* _Objective_
Render every line of the records below as a numbered list, omitting any blank lines.

* _Material provided_
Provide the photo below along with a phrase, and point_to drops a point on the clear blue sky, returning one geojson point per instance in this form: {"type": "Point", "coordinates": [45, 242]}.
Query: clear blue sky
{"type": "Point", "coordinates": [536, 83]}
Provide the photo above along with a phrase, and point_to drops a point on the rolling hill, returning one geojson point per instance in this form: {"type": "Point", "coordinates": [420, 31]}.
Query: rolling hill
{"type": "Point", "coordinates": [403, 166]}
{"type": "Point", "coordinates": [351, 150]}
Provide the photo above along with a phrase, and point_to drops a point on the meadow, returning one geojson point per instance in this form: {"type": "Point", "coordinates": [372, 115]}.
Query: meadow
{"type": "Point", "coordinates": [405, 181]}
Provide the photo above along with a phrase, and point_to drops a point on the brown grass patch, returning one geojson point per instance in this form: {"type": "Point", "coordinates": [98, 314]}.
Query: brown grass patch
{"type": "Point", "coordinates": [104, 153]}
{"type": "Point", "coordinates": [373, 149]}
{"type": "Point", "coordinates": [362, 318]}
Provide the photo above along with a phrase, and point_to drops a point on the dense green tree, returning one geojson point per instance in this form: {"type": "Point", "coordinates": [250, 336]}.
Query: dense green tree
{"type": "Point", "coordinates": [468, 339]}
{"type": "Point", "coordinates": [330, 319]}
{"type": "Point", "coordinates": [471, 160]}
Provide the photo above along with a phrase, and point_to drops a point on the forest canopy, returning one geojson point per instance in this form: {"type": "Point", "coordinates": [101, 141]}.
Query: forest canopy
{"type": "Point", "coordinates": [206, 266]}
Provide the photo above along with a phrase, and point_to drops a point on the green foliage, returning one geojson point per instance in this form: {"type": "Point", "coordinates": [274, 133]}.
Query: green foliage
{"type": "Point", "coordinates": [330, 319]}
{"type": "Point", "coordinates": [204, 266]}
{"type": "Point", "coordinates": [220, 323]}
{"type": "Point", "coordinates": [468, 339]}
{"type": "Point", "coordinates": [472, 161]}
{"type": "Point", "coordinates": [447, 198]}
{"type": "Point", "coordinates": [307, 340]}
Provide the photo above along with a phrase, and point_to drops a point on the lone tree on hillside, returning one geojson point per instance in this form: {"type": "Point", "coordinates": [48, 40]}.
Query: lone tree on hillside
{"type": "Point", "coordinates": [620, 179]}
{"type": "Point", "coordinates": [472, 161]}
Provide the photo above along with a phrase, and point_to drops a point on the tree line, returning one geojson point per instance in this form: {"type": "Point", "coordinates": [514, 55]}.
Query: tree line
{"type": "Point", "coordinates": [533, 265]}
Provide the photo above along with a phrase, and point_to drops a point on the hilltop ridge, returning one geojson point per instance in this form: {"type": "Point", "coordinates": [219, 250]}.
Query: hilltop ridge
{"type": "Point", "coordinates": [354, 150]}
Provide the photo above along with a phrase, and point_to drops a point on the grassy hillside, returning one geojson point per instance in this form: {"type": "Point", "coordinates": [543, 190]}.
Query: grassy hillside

* _Complete output_
1. Provide the photo below along with a phrase, and point_to drops a point on the clear blue sky, returning one geojson point per instance in this form: {"type": "Point", "coordinates": [45, 242]}.
2. Query: clear blue sky
3. {"type": "Point", "coordinates": [536, 83]}
4. Provide the photo above along with a phrase, and point_to drops a point on the rolling hill, returning one geojson point per instance in this form: {"type": "Point", "coordinates": [420, 31]}.
5. Query: rolling hill
6. {"type": "Point", "coordinates": [403, 166]}
7. {"type": "Point", "coordinates": [351, 150]}
8. Provide the photo above along with a phrase, and point_to drops a point on the meadow, returning one geojson point per instance in this form: {"type": "Point", "coordinates": [372, 115]}.
9. Query: meadow
10. {"type": "Point", "coordinates": [405, 181]}
11. Provide the photo above along with a phrase, and point_to drops a point on the brown grass patch, returning one geojson point per instance in this form: {"type": "Point", "coordinates": [98, 314]}.
12. Query: brown grass patch
13. {"type": "Point", "coordinates": [104, 153]}
14. {"type": "Point", "coordinates": [373, 149]}
15. {"type": "Point", "coordinates": [362, 318]}
16. Provide the photo above along with a phrase, and point_to drops a point on the dense green tree, returning one geojson point per instance in this form: {"type": "Point", "coordinates": [250, 336]}.
17. Query: dense green tree
18. {"type": "Point", "coordinates": [468, 339]}
19. {"type": "Point", "coordinates": [330, 319]}
20. {"type": "Point", "coordinates": [471, 160]}
21. Provide the photo above along with a phrase, and point_to drops a point on the forest canopy, returning one geojson point per instance in this form: {"type": "Point", "coordinates": [101, 141]}.
22. Query: forest canopy
23. {"type": "Point", "coordinates": [206, 266]}
24. Provide the photo above along with a phrase, and point_to drops a point on the green foliage, returning one geojson point per instance in this form: {"type": "Point", "coordinates": [274, 133]}.
25. Query: green foliage
26. {"type": "Point", "coordinates": [330, 319]}
27. {"type": "Point", "coordinates": [204, 266]}
28. {"type": "Point", "coordinates": [220, 323]}
29. {"type": "Point", "coordinates": [468, 339]}
30. {"type": "Point", "coordinates": [472, 161]}
31. {"type": "Point", "coordinates": [447, 198]}
32. {"type": "Point", "coordinates": [307, 340]}
33. Provide the photo above along with a phrase, and point_to drops a point on the lone tree on hillside, returning one geojson point per instance in this form: {"type": "Point", "coordinates": [48, 40]}.
34. Query: lone tree on hillside
35. {"type": "Point", "coordinates": [620, 179]}
36. {"type": "Point", "coordinates": [472, 161]}
37. Provide the photo above along with a phrase, and point_to drops a point on the tree line, returning one geojson point per instance in this form: {"type": "Point", "coordinates": [514, 55]}.
38. Query: tree line
39. {"type": "Point", "coordinates": [533, 265]}
40. Provide the photo above along with a phrase, and point_to drops a point on the hilltop ridge, returning one geojson point per instance in this form: {"type": "Point", "coordinates": [219, 250]}.
41. Query: hilltop ridge
42. {"type": "Point", "coordinates": [354, 150]}
43. Provide the photo above along with a phrase, and point_to drops a point on the grassy hillside, returning one geojson point per instance in this form: {"type": "Point", "coordinates": [543, 190]}.
44. Query: grassy hillside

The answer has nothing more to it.